═════ EXERCISE DATA

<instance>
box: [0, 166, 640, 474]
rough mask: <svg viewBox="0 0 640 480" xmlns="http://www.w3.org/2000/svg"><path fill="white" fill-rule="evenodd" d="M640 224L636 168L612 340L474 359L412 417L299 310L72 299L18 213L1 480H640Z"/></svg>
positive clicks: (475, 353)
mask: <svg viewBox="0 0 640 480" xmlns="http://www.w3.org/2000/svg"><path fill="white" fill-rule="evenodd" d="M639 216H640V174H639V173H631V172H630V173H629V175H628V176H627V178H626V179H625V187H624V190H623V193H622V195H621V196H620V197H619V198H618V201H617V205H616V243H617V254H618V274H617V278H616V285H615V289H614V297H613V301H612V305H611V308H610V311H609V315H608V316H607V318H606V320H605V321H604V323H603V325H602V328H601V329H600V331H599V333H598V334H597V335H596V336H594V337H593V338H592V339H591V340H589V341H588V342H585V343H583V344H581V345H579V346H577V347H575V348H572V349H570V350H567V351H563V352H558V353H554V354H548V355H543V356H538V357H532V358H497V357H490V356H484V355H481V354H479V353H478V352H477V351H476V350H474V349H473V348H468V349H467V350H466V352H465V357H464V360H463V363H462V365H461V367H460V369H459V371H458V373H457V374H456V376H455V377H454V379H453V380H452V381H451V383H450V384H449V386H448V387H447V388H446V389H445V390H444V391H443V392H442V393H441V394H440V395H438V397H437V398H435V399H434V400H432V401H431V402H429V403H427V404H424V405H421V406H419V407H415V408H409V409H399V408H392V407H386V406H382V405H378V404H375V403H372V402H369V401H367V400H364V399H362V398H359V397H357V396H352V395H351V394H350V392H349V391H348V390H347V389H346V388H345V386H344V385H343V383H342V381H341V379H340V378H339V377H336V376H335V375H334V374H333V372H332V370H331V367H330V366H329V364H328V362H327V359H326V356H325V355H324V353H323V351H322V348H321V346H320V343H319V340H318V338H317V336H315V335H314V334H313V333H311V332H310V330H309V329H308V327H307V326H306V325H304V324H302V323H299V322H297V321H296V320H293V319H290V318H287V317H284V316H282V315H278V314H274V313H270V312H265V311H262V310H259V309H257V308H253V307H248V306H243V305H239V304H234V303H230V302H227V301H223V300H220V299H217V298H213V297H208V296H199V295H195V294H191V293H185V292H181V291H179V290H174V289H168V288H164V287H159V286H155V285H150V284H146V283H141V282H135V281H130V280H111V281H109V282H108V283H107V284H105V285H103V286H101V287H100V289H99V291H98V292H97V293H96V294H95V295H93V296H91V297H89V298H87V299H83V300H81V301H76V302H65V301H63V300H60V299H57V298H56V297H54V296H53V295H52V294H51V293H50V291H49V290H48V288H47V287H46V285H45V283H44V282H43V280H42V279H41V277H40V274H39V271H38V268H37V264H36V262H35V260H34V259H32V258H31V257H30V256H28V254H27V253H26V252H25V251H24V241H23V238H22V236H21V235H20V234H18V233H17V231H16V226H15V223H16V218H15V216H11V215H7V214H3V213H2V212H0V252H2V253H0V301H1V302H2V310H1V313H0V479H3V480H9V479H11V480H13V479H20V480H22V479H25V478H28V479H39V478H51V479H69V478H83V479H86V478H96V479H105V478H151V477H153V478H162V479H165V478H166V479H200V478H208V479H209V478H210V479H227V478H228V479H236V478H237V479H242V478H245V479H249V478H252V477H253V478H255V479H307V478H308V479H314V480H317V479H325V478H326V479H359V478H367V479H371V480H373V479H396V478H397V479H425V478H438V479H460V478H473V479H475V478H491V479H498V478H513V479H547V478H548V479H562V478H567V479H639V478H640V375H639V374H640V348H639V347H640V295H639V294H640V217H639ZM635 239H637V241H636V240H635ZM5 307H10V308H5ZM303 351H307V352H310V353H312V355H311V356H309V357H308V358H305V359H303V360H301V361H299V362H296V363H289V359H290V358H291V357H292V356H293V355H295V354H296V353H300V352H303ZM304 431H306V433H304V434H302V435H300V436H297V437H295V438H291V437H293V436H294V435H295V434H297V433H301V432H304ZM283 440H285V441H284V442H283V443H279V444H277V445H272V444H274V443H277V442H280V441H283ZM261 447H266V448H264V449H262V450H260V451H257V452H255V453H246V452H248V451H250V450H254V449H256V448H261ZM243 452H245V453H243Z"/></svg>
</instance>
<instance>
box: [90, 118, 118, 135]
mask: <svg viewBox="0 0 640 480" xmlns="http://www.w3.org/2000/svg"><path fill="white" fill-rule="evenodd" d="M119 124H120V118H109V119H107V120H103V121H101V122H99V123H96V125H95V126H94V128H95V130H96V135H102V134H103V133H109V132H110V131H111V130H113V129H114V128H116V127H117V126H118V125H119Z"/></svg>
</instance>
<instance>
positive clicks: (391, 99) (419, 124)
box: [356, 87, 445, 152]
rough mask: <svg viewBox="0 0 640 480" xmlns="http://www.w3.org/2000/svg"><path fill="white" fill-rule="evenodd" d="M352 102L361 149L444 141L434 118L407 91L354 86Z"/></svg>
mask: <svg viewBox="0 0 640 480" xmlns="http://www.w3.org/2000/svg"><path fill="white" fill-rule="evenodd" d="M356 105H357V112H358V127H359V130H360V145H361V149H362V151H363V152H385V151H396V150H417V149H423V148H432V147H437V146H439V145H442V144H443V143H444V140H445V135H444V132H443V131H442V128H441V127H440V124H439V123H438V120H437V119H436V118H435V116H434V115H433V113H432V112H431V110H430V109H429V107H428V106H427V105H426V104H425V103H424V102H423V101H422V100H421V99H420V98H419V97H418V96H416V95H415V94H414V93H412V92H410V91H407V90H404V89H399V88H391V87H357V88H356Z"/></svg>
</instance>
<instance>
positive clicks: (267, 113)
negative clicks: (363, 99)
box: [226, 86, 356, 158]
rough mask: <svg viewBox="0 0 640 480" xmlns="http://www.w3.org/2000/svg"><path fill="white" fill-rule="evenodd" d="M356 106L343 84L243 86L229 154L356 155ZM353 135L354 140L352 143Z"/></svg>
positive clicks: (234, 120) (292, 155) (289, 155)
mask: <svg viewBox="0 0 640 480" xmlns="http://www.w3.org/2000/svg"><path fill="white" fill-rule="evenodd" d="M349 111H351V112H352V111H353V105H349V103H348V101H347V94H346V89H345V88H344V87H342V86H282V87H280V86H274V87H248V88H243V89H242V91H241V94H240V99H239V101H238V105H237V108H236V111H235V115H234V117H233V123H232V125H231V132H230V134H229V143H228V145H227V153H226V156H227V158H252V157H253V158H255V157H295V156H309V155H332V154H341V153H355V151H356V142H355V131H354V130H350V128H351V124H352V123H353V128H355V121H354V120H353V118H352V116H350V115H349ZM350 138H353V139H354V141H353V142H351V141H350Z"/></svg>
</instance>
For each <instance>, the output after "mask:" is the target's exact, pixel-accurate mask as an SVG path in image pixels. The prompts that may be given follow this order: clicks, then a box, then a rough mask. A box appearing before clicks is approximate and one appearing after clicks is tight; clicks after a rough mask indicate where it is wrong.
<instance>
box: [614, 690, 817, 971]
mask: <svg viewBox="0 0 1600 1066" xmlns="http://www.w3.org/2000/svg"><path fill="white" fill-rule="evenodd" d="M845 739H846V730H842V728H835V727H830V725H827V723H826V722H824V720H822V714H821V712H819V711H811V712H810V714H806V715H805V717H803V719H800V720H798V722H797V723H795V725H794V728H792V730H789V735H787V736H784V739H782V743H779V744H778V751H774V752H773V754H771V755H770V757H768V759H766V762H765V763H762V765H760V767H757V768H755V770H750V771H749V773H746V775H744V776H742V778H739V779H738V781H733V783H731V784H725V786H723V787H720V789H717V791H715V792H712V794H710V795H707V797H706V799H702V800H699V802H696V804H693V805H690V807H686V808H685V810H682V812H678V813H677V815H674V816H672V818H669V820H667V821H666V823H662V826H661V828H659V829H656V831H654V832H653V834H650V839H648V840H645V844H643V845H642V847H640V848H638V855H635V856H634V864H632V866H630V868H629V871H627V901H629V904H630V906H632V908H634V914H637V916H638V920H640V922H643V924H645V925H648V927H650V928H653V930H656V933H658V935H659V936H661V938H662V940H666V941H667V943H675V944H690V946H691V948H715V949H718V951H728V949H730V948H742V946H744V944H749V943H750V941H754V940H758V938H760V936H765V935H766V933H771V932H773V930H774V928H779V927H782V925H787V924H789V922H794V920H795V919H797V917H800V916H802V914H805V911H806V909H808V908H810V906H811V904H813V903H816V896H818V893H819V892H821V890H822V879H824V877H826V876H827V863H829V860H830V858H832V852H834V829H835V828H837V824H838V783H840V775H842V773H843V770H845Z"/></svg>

══════════

● WHAT YOU NEED TO DO
What you return should be exactly the lines above, starting at the one with "box: [0, 166, 640, 474]" and ending at the one with "224L636 168L612 340L474", and nothing else.

● RESPONSE
box: [0, 166, 640, 474]
rough mask: <svg viewBox="0 0 640 480" xmlns="http://www.w3.org/2000/svg"><path fill="white" fill-rule="evenodd" d="M640 224L636 168L612 340L474 359L412 417L299 310L72 299L18 213L1 480H640Z"/></svg>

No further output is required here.